◆ **EXERCISE DETAILS**: Reproduce verbatim the stretch of material from its first line through the line that contains "[(0, 136), (440, 140), (437, 0), (0, 0)]", including both ends.

◆ **PROVIDED DATA**:
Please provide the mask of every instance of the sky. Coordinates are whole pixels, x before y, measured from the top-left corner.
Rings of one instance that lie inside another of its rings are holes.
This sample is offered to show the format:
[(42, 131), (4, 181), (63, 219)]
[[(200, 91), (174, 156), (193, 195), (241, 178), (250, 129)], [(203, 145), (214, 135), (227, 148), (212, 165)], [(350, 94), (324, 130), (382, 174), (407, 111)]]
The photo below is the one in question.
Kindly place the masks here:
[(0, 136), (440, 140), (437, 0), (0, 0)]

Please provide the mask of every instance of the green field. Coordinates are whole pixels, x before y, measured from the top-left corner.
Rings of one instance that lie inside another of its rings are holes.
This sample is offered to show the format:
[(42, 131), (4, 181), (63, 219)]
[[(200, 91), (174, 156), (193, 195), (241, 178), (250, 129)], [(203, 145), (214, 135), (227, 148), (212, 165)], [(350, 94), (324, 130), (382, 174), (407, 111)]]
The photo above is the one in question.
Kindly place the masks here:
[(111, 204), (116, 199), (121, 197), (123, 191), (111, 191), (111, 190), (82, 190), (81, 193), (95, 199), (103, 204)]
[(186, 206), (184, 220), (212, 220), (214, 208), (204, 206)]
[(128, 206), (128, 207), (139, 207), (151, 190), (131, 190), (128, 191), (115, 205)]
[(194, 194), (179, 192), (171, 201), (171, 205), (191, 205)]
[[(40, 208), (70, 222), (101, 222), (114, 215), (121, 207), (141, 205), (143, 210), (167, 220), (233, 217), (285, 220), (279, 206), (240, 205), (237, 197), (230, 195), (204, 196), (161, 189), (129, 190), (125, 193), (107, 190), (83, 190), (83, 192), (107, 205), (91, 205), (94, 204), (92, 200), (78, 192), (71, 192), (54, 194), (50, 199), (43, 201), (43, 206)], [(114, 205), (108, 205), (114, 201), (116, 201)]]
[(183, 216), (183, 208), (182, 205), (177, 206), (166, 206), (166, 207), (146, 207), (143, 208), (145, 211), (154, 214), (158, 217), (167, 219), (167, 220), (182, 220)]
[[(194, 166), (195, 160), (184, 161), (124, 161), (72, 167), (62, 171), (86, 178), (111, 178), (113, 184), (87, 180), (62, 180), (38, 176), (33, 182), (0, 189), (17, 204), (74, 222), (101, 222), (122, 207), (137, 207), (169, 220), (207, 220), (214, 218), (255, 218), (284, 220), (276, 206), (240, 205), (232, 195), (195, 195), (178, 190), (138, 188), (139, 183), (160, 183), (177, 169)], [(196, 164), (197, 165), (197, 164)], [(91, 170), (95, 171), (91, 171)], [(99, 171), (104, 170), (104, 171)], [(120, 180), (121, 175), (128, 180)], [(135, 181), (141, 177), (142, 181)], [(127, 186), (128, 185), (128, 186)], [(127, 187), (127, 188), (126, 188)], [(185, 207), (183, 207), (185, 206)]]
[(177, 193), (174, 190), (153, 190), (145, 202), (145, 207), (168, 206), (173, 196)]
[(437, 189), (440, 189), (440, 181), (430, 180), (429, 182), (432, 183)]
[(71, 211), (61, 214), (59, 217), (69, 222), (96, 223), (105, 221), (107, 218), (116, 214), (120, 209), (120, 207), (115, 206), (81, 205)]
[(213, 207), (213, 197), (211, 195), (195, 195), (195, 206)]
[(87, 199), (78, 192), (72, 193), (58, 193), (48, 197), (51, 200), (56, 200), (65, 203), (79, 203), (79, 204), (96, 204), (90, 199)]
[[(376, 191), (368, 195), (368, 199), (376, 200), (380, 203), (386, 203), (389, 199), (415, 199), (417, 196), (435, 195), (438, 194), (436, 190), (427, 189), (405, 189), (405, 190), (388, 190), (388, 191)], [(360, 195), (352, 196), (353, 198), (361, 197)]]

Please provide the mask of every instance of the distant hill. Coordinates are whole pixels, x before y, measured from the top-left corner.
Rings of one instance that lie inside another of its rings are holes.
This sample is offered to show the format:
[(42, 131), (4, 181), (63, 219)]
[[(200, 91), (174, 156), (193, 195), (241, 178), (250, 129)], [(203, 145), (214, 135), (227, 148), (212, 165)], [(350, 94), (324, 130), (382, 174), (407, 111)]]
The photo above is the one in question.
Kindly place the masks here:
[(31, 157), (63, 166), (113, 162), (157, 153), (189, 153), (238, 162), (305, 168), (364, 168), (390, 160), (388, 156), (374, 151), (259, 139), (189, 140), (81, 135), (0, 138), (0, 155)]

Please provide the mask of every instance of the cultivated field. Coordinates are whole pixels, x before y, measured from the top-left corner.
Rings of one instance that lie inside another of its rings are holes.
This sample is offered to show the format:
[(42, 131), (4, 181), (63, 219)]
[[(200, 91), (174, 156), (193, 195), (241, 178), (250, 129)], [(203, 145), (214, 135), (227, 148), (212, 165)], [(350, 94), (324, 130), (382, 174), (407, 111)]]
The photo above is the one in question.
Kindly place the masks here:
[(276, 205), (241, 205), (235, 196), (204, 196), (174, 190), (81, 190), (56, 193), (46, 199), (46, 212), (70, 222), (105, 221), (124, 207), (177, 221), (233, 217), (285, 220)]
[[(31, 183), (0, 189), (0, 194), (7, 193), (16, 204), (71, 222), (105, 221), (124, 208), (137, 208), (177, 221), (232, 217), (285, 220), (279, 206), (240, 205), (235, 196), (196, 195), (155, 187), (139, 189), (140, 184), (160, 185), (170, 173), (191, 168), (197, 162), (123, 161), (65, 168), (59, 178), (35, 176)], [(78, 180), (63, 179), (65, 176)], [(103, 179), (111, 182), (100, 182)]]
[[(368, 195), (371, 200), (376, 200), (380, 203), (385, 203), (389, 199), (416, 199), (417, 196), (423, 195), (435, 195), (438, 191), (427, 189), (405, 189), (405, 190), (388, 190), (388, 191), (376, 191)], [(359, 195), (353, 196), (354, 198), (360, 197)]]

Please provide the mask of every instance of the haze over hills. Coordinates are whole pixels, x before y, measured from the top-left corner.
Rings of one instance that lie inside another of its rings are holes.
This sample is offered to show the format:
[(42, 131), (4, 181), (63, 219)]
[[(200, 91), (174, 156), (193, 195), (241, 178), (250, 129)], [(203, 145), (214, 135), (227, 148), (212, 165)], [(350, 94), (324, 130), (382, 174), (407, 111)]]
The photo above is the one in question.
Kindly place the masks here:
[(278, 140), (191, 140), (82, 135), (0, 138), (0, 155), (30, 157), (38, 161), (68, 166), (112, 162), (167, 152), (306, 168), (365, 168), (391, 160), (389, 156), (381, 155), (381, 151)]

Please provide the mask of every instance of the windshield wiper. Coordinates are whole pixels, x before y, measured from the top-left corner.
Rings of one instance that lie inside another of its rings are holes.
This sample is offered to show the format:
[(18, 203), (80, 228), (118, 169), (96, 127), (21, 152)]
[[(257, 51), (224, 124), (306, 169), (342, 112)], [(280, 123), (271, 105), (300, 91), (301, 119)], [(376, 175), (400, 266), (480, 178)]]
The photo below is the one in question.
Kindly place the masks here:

◆ **SOLUTION FOR THIS PROBLEM**:
Please provide the mask of every instance of the sky. Coordinates are whole pixels, x before y, measured from the top-left corner.
Rings of one instance that lie inside another of its rings are holes.
This sample is offered to show the format:
[(42, 131), (4, 181), (63, 219)]
[[(200, 91), (174, 156), (193, 195), (241, 178), (250, 129)], [(203, 145), (214, 135), (227, 148), (212, 165)], [(350, 94), (324, 130), (382, 174), (407, 111)]]
The photo below is the one in question.
Kindly place the masks here:
[(0, 136), (440, 140), (437, 0), (0, 0)]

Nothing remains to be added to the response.